#### Stated goal
Render the records from their first line through the line containing "[821, 377, 850, 402]" as a JSON list of strings, one string per line, leaving out blank lines.

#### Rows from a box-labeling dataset
______________________________
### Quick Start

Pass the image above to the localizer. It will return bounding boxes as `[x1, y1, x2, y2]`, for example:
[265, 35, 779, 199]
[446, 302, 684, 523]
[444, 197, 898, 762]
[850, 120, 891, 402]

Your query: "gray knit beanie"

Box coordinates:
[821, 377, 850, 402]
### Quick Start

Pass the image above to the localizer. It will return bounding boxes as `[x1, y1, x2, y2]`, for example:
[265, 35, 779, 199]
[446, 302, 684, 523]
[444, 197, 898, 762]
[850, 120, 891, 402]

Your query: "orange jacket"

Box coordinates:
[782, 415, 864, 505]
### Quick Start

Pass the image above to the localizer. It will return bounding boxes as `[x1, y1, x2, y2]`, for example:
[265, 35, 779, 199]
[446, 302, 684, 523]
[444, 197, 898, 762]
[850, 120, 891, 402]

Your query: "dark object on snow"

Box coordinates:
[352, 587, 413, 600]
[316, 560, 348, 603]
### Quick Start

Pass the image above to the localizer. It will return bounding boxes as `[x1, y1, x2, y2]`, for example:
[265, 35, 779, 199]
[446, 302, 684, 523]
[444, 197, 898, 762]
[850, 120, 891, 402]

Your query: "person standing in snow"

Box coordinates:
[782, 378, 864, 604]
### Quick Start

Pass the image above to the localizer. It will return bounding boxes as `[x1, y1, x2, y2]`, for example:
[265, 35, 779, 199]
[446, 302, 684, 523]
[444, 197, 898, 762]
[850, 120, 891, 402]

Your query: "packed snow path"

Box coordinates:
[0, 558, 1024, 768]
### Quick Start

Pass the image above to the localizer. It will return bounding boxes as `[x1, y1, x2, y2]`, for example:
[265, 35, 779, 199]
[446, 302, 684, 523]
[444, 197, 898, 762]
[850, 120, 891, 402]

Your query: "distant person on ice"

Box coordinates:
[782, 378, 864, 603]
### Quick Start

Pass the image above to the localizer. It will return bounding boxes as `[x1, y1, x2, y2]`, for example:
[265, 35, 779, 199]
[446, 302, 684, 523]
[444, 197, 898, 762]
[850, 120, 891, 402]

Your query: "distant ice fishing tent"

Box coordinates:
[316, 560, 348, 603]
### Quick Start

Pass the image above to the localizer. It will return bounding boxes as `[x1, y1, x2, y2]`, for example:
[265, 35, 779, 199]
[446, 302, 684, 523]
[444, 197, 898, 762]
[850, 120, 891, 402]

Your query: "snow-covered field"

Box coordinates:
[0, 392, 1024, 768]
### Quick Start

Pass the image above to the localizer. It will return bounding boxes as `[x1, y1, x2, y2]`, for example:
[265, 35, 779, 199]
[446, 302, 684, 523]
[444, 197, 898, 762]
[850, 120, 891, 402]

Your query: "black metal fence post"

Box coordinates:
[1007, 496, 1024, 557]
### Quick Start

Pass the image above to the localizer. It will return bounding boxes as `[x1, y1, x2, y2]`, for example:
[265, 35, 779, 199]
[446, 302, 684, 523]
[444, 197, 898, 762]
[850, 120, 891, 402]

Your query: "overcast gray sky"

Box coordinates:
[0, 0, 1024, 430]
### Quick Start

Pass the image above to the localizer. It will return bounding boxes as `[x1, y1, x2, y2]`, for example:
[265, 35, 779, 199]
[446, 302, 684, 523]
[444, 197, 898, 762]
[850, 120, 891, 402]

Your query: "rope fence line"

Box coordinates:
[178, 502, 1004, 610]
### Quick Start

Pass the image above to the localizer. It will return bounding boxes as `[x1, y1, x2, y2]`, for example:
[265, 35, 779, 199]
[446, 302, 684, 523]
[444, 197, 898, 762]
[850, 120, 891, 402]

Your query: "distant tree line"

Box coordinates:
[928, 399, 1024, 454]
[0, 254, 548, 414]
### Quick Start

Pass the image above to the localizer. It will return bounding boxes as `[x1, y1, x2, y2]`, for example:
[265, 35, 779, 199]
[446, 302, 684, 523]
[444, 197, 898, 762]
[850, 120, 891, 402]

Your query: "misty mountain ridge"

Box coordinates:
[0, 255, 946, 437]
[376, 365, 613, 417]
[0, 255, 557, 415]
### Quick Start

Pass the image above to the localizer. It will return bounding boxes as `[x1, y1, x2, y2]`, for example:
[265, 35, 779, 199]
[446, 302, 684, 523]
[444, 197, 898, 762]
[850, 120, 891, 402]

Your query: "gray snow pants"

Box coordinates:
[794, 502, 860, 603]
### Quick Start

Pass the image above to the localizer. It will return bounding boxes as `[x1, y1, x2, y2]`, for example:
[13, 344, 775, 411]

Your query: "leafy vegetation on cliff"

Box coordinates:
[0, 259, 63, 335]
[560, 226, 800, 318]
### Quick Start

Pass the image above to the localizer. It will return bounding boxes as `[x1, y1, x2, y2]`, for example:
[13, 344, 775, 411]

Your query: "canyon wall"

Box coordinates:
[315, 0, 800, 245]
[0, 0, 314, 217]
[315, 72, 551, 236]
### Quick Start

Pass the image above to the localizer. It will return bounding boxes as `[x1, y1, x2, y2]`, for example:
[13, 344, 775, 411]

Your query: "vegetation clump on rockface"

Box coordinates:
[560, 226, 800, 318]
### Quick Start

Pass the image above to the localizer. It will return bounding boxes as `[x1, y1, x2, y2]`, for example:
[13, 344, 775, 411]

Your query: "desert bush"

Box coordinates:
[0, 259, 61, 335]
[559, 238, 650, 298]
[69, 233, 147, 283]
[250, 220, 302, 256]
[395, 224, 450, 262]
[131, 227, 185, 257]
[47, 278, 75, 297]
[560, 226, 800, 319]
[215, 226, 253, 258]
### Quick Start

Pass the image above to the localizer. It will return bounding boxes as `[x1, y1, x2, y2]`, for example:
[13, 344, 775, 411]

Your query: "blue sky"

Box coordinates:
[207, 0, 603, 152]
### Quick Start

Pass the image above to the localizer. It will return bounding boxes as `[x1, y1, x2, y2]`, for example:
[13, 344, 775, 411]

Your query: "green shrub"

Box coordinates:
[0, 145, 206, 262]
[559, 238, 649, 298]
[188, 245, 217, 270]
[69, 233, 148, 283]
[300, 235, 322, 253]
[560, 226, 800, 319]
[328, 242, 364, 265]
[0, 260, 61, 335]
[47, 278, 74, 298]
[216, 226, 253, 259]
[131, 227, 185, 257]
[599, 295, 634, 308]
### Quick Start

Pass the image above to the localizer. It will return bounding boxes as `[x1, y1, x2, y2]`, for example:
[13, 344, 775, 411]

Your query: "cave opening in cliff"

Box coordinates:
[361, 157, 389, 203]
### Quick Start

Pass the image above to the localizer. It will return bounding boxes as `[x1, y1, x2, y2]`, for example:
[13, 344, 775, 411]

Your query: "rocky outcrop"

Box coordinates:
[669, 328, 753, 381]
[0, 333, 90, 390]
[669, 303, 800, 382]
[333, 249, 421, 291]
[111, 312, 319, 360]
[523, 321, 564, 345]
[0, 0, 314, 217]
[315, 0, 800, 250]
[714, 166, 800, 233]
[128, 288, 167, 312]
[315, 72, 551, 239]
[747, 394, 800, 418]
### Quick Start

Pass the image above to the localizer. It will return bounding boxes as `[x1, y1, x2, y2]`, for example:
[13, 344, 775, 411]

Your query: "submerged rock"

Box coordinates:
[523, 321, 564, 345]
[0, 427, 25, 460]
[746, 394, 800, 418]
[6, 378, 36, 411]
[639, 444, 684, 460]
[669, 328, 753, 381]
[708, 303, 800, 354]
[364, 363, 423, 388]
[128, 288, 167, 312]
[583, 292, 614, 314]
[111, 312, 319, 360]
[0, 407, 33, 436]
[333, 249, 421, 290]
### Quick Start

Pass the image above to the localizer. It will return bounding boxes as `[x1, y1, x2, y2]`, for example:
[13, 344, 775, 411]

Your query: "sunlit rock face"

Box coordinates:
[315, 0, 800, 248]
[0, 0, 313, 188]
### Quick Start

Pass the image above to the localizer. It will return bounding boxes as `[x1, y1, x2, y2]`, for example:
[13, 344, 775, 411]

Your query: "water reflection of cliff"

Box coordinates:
______________________________
#### Worked solution
[
  "### Quick Start",
  "Pass the image above to the localizer. It will return bounding boxes as `[x1, y1, x2, y2]`, for example:",
  "[265, 35, 779, 199]",
  "[446, 302, 684, 523]",
  "[444, 197, 898, 762]",
  "[850, 120, 891, 402]",
  "Your query: \"gray knit beanie\"",
  "Box coordinates:",
  "[821, 377, 850, 402]"
]